--- START Information supplied ---

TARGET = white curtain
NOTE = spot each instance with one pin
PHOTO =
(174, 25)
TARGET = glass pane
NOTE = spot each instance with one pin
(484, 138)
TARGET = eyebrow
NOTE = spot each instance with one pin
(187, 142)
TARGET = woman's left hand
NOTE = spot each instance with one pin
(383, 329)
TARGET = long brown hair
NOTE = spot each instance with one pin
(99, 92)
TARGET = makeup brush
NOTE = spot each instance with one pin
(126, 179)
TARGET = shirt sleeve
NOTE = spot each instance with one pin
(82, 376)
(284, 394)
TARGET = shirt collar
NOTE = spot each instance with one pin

--- END Information supplied ---

Rewrite all of the records above, replacing "pin" with "dot" everywhere it appears and leaving everything else unchanged.

TARGET = white curtain
NOTE = spot each instance with one dot
PHOTO =
(174, 25)
TARGET = glass pane
NOTE = spot each instance with one dot
(484, 138)
TARGET = eyebrow
NOTE = spot each instance with one dot
(187, 142)
TARGET = woman's left hand
NOTE = spot each instance with one dot
(383, 329)
TARGET = long brown hair
NOTE = spot each instance with one dot
(99, 92)
TARGET = makeup brush
NOTE = spot each instance with one dot
(126, 179)
TARGET = shirt sleeve
NOTE = spot each instance with one dot
(82, 376)
(284, 394)
TARGET = shirt collar
NOTE = spot each instance with one dot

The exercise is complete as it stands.